* Aim of the task:
All entries must be extracted exactly, with nothing added or dropped.
— Begin Data in this exercise —
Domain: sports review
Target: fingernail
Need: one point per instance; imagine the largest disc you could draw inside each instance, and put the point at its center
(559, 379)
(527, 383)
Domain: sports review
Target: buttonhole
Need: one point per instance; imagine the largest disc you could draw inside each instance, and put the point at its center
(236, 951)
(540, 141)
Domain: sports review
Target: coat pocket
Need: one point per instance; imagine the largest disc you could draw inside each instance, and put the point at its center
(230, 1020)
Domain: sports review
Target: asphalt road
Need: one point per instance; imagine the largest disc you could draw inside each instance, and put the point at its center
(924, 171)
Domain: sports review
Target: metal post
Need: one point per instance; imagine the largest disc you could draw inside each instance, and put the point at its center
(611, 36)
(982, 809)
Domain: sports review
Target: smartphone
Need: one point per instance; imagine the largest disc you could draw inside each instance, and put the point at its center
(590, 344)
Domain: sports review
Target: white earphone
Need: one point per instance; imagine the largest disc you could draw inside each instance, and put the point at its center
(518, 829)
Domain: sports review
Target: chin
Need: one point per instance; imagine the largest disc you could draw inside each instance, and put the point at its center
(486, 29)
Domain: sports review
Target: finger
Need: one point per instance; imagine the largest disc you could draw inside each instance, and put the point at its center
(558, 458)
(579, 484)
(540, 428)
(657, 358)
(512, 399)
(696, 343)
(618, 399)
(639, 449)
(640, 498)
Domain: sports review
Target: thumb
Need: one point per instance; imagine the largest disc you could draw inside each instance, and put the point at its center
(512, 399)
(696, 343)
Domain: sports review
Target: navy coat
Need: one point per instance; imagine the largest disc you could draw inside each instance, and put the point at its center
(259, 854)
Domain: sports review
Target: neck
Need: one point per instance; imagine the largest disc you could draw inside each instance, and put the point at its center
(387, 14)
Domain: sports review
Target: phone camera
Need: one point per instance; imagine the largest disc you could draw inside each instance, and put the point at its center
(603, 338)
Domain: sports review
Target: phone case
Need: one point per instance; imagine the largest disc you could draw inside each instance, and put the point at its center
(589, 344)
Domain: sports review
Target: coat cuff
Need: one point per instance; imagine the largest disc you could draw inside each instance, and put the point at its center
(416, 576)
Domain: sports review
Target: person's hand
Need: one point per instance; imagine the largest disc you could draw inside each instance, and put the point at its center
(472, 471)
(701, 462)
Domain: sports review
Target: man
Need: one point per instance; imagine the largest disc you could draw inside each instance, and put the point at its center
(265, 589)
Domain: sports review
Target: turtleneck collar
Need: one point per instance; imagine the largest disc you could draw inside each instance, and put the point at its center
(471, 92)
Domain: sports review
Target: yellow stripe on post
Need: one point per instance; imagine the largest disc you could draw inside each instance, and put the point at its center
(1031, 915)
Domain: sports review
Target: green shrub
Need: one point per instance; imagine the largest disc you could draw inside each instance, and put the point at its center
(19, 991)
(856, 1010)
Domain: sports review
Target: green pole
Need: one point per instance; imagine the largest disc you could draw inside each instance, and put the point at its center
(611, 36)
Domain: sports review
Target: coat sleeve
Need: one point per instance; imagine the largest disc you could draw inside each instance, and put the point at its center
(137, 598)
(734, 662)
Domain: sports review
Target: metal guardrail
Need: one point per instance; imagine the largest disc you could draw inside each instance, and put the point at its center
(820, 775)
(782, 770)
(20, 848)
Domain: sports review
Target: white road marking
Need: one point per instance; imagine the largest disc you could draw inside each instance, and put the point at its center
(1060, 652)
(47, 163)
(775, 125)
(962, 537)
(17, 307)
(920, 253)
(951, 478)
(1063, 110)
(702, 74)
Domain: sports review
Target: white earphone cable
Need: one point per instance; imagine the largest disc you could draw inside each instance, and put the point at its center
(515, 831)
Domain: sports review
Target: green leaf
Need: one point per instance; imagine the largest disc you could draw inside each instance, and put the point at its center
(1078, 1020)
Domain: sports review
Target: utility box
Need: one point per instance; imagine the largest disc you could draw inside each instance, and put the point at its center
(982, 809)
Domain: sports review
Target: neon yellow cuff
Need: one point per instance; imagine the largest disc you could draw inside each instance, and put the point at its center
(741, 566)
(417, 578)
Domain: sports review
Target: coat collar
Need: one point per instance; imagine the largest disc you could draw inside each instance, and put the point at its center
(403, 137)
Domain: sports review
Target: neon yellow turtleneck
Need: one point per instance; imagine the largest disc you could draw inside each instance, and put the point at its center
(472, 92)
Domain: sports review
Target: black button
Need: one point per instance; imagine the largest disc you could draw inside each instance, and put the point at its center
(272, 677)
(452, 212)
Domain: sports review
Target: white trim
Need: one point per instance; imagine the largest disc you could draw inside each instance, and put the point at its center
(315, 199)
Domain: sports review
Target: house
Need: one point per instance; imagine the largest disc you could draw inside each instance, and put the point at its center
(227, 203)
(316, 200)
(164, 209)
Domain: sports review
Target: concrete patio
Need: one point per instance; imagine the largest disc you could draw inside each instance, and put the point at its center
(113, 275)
— End Data in this exercise —
* Full solution:
Domain: sports review
Target: fingernail
Need: one point per instance; imagine the largest disc you could draw inside each instance, and put the point at its center
(559, 379)
(527, 383)
Domain: sports review
Target: buttonhole
Need: one point per instance; imagine the largest disc you could draw inside each instance, and put the point at its center
(236, 951)
(540, 141)
Domain: sports review
Target: coat pocket
Need: one point per instance; imagine the largest disc you could draw inside each instance, and put the point at its center
(230, 1020)
Domain: sports review
Target: asphalt road
Need: one point per instance; imagine the largest disc you could draw inside each instance, and put the point at its center
(924, 171)
Domain: sports review
Target: metal post
Need: one point per instance; imagine the largest disc you could draw inside each instance, and put the point at its center
(611, 36)
(982, 809)
Domain: sports review
Target: smartphone
Need: one point per instance; imagine the largest disc you could draw inside each instance, and put the point at its center
(590, 344)
Domain: sports review
Target: white earphone
Need: one point per instance; imagine the largest disc you could draw inside each instance, and put the point at its center
(518, 829)
Domain: sports review
Target: chin
Need: one point per instance; imagine the largest disc you could draw inside each instance, and put the point at its center
(486, 29)
Domain: sports review
Target: finger
Need: one point per instance; imagine the largest disc you could draw inside each instance, and put the point at its center
(558, 458)
(579, 484)
(540, 428)
(657, 358)
(512, 399)
(696, 343)
(618, 399)
(639, 449)
(640, 498)
Domain: sports review
Target: thumb
Need: one point per instance; imagine the largest disc you could draw inside each instance, and put the point at its center
(512, 399)
(696, 343)
Domain: sports review
Target: navy coat
Need: one point per instance; imagine the largest disc you could draw inside each instance, and put the point at its center
(259, 854)
Domain: sports review
Target: neck
Need: one point per instance; imagine the largest disc you could draw inside each instance, and put the point at its center
(387, 14)
Domain: sports review
Target: phone camera
Need: one point per instance; imagine the largest disc you could draw inside each instance, and put the point at its center
(603, 338)
Domain: sports review
Target: phone case
Need: one point per instance; imagine the largest disc you could draw inside each instance, and put the point at its center
(589, 344)
Domain: sports review
Target: coat cuff
Need: one point per instance; imagine the largest disc you could draw inside each instance, and put the point at its center
(416, 576)
Domain: sports review
Target: person's hand
Need: one point per instance; imagine the largest disc you could draw inside each instance, and put the point at its center
(472, 471)
(701, 462)
Domain: sports review
Target: man
Need: one point per instance; imagine the largest disc you could draw inside each instance, and put the point at its center
(265, 589)
Domain: sports review
Target: turtleneck collar
Need: one point per instance; imagine the largest disc you could draw inside each instance, and put the point at its center
(471, 92)
Domain: sports review
Target: yellow stripe on post
Need: one point per instance; imagine the largest disc you could draw inside each instance, and put the point at its center
(1031, 915)
Domain: sports review
Target: green shrub
Need: one point per instance; imagine the largest disc you could draw inside each instance, and put the point at its center
(19, 991)
(856, 1010)
Domain: sports review
Target: green pole
Need: one point per instance; imagine the largest disc you could draw inside each instance, and put the point at its center
(611, 36)
Domain: sports review
Target: coat sleeve
Need: one point per instance; imagine the largest disc you could draw inside each instance, and put the point at its center
(137, 598)
(734, 662)
Domain: sports review
Target: metal guardrail
Need: one point per instance; imagine the largest disc you could draw inside each instance, and put the point at its center
(820, 775)
(782, 770)
(20, 848)
Domain: sports review
Target: white road marking
Need: one point per instance; imagine the largest disc you could draw inside each instance, and put the point at its center
(1060, 652)
(47, 163)
(775, 125)
(962, 537)
(17, 307)
(920, 253)
(951, 478)
(1063, 110)
(702, 74)
Domain: sports review
Target: white earphone cable
Need: one point per instance; imagine the largest disc you could draw inside each instance, and put the point at its center
(515, 831)
Domain: sports review
Target: green leaf
Need: one point per instance; imagine the largest disc you could draw inside each instance, and put the point at its center
(1078, 1020)
Domain: sports review
Target: utility box
Need: one point per instance; imagine the largest disc you could draw inside each instance, and put the point at its center
(982, 809)
Domain: sports review
Target: neon yellow cuff
Need: one point per instance; imagine the largest disc you could draw inside each instance, and put the point at its center
(741, 566)
(417, 578)
Domain: sports review
Target: coat collar
Need: one point per instance; imagine the largest disc you could draw inside each instance, and put the point at its center
(403, 137)
Domain: sports review
Target: neon yellow turtleneck
Need: one point per instance; imagine the largest disc you could draw inside each instance, and put the point at its center
(472, 92)
Domain: sports review
Target: black button
Need: one point per instance; imagine the largest disc you could draw inside each instance, and put the point at its center
(272, 677)
(452, 212)
Domain: sports review
Target: white trim
Need: one point per instance; imagine the largest disc you could draw inside each instance, and put the point at its center
(315, 199)
Domain: sports review
Target: house
Need: one point per instance; imagine the largest disc you could draw inside each instance, and put the point at its center
(227, 203)
(316, 200)
(164, 209)
Domain: sports review
Target: concrete patio
Need: one point per instance; imagine the largest disc you could draw inside each instance, and put the point at its center
(113, 275)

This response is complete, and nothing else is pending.